The full set of records needs to be retyped exactly.

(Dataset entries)
━━━━

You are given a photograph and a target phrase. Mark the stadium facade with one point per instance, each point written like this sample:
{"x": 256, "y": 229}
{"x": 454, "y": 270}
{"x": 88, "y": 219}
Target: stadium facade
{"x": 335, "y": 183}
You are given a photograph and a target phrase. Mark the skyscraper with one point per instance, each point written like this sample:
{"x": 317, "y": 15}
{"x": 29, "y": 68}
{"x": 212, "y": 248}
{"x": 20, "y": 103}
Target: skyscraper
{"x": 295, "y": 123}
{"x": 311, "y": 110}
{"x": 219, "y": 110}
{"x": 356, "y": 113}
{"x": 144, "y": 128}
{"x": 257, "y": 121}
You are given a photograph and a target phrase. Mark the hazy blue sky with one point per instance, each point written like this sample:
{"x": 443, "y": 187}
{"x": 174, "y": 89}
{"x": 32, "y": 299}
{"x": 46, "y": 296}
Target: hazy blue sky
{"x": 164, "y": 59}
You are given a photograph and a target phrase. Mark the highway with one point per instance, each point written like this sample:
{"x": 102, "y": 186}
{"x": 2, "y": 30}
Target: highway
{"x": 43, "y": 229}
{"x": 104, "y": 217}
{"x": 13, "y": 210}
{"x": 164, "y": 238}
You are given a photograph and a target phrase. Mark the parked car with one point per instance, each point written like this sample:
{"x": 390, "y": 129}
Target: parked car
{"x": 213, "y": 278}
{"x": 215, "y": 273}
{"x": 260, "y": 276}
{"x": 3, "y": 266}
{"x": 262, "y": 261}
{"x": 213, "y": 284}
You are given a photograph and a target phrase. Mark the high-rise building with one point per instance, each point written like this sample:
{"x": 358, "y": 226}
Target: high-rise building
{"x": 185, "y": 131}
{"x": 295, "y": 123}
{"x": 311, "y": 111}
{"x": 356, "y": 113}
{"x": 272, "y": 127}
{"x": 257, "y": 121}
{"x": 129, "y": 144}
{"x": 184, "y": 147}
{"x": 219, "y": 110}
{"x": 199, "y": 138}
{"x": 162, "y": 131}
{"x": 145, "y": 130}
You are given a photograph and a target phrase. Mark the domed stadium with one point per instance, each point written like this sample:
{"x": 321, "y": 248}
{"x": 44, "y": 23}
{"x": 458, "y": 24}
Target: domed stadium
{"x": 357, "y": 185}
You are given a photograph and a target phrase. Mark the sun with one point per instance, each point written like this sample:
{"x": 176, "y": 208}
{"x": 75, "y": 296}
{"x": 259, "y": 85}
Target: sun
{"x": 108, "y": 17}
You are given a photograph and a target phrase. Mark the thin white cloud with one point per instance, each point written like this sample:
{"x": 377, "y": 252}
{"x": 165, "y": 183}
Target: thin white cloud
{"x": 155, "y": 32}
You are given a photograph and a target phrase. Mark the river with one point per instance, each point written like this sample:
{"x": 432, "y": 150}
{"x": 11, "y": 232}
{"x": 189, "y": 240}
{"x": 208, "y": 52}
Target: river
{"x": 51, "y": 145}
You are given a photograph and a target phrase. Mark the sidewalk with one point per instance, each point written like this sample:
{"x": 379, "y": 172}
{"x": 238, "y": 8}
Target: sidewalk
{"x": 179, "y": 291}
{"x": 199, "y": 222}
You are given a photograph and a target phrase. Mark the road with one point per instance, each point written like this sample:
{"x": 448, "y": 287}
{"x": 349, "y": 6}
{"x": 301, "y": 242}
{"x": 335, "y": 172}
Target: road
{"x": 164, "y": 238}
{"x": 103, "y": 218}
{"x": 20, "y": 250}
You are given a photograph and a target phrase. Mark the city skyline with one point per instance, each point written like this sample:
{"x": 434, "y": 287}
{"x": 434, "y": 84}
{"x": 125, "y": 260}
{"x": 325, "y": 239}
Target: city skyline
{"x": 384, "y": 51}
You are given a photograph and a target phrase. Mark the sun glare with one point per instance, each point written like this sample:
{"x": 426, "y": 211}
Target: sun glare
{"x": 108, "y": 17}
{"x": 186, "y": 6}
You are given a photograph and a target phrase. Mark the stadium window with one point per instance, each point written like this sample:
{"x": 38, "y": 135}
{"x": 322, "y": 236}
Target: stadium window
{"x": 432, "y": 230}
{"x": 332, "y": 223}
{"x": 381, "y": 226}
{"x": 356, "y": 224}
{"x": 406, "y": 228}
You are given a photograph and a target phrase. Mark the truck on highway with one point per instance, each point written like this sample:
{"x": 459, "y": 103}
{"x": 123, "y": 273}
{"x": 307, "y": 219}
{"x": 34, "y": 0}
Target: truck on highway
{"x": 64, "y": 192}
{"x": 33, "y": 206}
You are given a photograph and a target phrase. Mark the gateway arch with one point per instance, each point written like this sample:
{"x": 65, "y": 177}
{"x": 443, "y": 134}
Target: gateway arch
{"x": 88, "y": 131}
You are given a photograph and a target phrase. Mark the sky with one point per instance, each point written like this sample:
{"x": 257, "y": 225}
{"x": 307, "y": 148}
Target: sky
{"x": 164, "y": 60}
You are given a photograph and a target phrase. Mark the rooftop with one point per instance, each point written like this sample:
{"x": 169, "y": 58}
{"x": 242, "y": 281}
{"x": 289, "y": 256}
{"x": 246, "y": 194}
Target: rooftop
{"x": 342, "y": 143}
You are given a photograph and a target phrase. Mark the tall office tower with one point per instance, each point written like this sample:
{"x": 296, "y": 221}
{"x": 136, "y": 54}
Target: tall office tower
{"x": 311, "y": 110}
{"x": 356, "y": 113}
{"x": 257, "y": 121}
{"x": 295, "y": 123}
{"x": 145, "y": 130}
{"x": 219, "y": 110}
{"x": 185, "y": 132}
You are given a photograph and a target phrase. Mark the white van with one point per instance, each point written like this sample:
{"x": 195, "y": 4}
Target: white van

━━━━

Task output
You are given a photograph and a target phrase. Mark the stadium facade with one point per instance, each point written like this sample:
{"x": 256, "y": 229}
{"x": 454, "y": 270}
{"x": 88, "y": 219}
Target: stadium facade
{"x": 335, "y": 183}
You are given a photograph and a target phrase. Mark the skyscraper with one point per instance, each point written like this sample:
{"x": 317, "y": 15}
{"x": 29, "y": 68}
{"x": 212, "y": 248}
{"x": 20, "y": 103}
Target: skyscraper
{"x": 295, "y": 123}
{"x": 311, "y": 110}
{"x": 219, "y": 110}
{"x": 356, "y": 113}
{"x": 144, "y": 128}
{"x": 257, "y": 121}
You are given a photograph and a target phrase. Mark the hazy blue sky with one point per instance, each point written like this sample:
{"x": 443, "y": 187}
{"x": 174, "y": 89}
{"x": 32, "y": 299}
{"x": 46, "y": 296}
Target: hazy blue sky
{"x": 164, "y": 59}
You are given a photograph and a target phrase. Mark the highway with one point per instance, each point written like this sample:
{"x": 102, "y": 186}
{"x": 2, "y": 30}
Target: highway
{"x": 43, "y": 229}
{"x": 104, "y": 217}
{"x": 13, "y": 210}
{"x": 164, "y": 238}
You are given a photograph and a target phrase. Mark the parked car with one point per instance, each point written like this sample:
{"x": 390, "y": 129}
Target: parked car
{"x": 213, "y": 278}
{"x": 215, "y": 273}
{"x": 260, "y": 276}
{"x": 3, "y": 266}
{"x": 262, "y": 261}
{"x": 213, "y": 284}
You are given a photograph and a target phrase. Mark the high-rise building with one point per instance, each point written like this sample:
{"x": 358, "y": 226}
Target: high-rise building
{"x": 185, "y": 131}
{"x": 295, "y": 123}
{"x": 311, "y": 111}
{"x": 356, "y": 113}
{"x": 272, "y": 127}
{"x": 257, "y": 121}
{"x": 129, "y": 144}
{"x": 184, "y": 147}
{"x": 219, "y": 110}
{"x": 199, "y": 138}
{"x": 162, "y": 131}
{"x": 145, "y": 130}
You are given a photograph and a target phrase. Mark the domed stadium with one point per instance, each point written like this sample:
{"x": 321, "y": 248}
{"x": 44, "y": 23}
{"x": 458, "y": 24}
Target: domed stadium
{"x": 357, "y": 185}
You are given a photograph and a target phrase. Mark the sun with one point per instance, each point written like this sample:
{"x": 176, "y": 208}
{"x": 75, "y": 296}
{"x": 259, "y": 85}
Target: sun
{"x": 108, "y": 17}
You are given a photograph and a target phrase. Mark the thin white cloud with one point per instance, each point written like this sample:
{"x": 377, "y": 252}
{"x": 165, "y": 183}
Target: thin white cloud
{"x": 155, "y": 32}
You are given a photograph and a target phrase. Mark the river with one point per instance, each point written like this sample:
{"x": 432, "y": 150}
{"x": 11, "y": 232}
{"x": 189, "y": 240}
{"x": 208, "y": 52}
Target: river
{"x": 51, "y": 145}
You are given a photograph and a target phrase. Mark the sidewalk with one point per instance, each point written like this sample:
{"x": 379, "y": 172}
{"x": 238, "y": 8}
Target: sidewalk
{"x": 179, "y": 291}
{"x": 199, "y": 222}
You are given a photograph and a target phrase. Mark the road with one point per instance, each point written like this sample:
{"x": 448, "y": 287}
{"x": 349, "y": 6}
{"x": 301, "y": 242}
{"x": 335, "y": 172}
Target: road
{"x": 164, "y": 238}
{"x": 103, "y": 218}
{"x": 20, "y": 250}
You are given a photograph and a target phrase. Mark the city skyline with one point per instance, each point written like this sample:
{"x": 434, "y": 287}
{"x": 434, "y": 84}
{"x": 125, "y": 260}
{"x": 325, "y": 239}
Target: city skyline
{"x": 384, "y": 51}
You are given a photograph and a target phrase. Mark the sun glare with one point per instance, each point written like this sample:
{"x": 426, "y": 211}
Target: sun glare
{"x": 108, "y": 17}
{"x": 186, "y": 6}
You are given a photograph and a target phrase. Mark the stadium window with one point per instance, each point written like this sample:
{"x": 38, "y": 135}
{"x": 322, "y": 236}
Target: stadium window
{"x": 432, "y": 230}
{"x": 332, "y": 223}
{"x": 381, "y": 226}
{"x": 356, "y": 224}
{"x": 406, "y": 228}
You are given a photograph and a target phrase. Mark the truck on highway with one point per instance, each point written like this sample:
{"x": 459, "y": 103}
{"x": 123, "y": 273}
{"x": 307, "y": 219}
{"x": 34, "y": 0}
Target: truck on highway
{"x": 64, "y": 192}
{"x": 33, "y": 206}
You are given a photograph and a target phrase. Mark the gateway arch with one point per instance, each point written like this sample:
{"x": 65, "y": 177}
{"x": 443, "y": 134}
Target: gateway arch
{"x": 88, "y": 131}
You are given a photograph and a target phrase. Mark the sky with one point per instance, each point written like this sample:
{"x": 257, "y": 225}
{"x": 307, "y": 148}
Target: sky
{"x": 164, "y": 60}
You are given a photograph and a target phrase. Mark the rooftop with one point per instance, each point written like this sample:
{"x": 169, "y": 58}
{"x": 242, "y": 281}
{"x": 289, "y": 256}
{"x": 246, "y": 194}
Target: rooftop
{"x": 342, "y": 143}
You are given a photograph and a target phrase. Mark the tall office tower with one point per instance, each point written like this sample:
{"x": 296, "y": 221}
{"x": 136, "y": 54}
Target: tall office tower
{"x": 311, "y": 110}
{"x": 356, "y": 113}
{"x": 257, "y": 121}
{"x": 295, "y": 123}
{"x": 145, "y": 130}
{"x": 219, "y": 110}
{"x": 185, "y": 132}
You are given a photograph and a target phrase. Mark the white van with one point per instance, each point written like this sample:
{"x": 195, "y": 4}
Target: white van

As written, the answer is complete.